▶ _WHAT THIS EXERCISE ASKS_:
**1)** According to the passage about the Cuba protests, what did Cuban officials shut down in the afternoon?
**2)** In the passage about the Cuba protests, rewrite the paragraph beginning "In an unprecedented display of discontent" as a short list of its main facts.

▶ _GIVEN PASSAGE_:
◇ ◇ ◇ ◇ ◇

Florida Governor Ron DeSantis applauded the rare anti-government protests in Cuba on Sunday night, as President Miguel Díaz-Canel blamed the U.S. for the unrest in a nationally televised speech.
In an unprecedented display of discontent, thousands of Cubans took to the streets in cities across the island demanding food, medicine and an end to the decades-long dictatorship amid an economic crisis, worsened by a surge in COVID-19 cases and lack of vaccines. “Freedom! We want freedom,” protesters chanted in videos shared to social media, as they marched on Havana, the country’s capital. “Down with Communism!”
“Florida supports the people of Cuba as they take to the streets against the tyrannical regime in Havana,” DeSantis tweeted. “The Cuban dictatorship has repressed the people of Cuba for decades & is now trying to silence those who have the courage to speak out against its disastrous policies.”
The protests are viewed as remarkable in a Communist country that represses dissidents with crackdowns enforced by police surveillance and control. Cuban officials shut down the internet in the afternoon, as law enforcement began arresting and charging protesters, while deploying tear gas to disperse the crowds.
In an impromptu afternoon address, Díaz-Canel accused the U.S. of “provoking a social uprising” in an alleged plot to legitimize a military intervention. “We are not going to hand over the sovereignty or the independence of the people,” he said. “There are many revolutionaries in this country who are willing to give our lives, we are willing to do anything, and we will be in the streets fighting.”

◇ ◇ ◇ ◇ ◇

▶ _Data entries_:
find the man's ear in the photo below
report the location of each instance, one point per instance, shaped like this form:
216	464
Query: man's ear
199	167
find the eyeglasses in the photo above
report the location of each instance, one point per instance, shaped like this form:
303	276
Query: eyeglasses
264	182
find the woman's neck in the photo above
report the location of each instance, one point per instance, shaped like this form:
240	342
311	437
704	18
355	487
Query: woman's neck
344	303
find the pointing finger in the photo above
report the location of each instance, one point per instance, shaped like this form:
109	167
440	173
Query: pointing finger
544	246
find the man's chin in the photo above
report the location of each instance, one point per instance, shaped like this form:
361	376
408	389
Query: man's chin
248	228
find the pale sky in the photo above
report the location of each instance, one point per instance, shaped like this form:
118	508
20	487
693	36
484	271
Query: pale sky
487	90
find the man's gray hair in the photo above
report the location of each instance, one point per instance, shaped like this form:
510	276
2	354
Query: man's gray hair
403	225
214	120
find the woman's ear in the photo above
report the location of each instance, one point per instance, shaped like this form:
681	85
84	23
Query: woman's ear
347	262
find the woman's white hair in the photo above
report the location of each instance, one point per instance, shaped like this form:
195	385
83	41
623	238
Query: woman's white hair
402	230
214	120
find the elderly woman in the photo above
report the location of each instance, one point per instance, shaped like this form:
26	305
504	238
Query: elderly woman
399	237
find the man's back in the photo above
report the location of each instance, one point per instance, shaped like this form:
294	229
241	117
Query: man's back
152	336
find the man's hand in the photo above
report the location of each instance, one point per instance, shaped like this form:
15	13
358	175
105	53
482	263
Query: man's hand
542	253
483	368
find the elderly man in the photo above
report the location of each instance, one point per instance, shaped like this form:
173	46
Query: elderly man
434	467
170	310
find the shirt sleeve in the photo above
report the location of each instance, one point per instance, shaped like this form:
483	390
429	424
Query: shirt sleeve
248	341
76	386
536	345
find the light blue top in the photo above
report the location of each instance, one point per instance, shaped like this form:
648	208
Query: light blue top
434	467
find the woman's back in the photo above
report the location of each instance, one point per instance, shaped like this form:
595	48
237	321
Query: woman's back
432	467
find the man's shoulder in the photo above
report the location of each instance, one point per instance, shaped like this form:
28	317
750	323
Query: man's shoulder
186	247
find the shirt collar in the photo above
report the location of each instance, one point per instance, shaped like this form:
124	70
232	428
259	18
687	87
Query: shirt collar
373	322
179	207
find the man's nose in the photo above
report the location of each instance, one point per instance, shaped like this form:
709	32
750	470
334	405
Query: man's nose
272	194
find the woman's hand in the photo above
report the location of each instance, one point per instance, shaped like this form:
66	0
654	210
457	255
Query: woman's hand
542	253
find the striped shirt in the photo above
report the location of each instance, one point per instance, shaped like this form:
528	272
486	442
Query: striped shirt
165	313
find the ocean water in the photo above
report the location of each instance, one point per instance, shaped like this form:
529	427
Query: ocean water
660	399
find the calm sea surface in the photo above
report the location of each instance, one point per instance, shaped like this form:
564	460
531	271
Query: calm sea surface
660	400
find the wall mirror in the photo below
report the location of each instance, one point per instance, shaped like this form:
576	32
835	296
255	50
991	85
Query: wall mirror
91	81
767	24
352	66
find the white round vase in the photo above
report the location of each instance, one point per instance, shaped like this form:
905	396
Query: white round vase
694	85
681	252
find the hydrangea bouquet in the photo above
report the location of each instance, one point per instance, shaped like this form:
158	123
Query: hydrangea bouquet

◇ ◇ ◇ ◇ ◇

▶ _SOLUTION LIST_:
**1)** They shut down the internet.

**2)**
- Thousands of Cubans took to the streets in cities across the island in an unprecedented display of discontent.
- They demanded food, medicine and an end to the decades-long dictatorship.
- This came amid an economic crisis, worsened by a surge in COVID-19 cases and a lack of vaccines.
- In videos shared to social media, protesters marching on Havana, the capital, chanted "Freedom! We want freedom" and "Down with Communism!"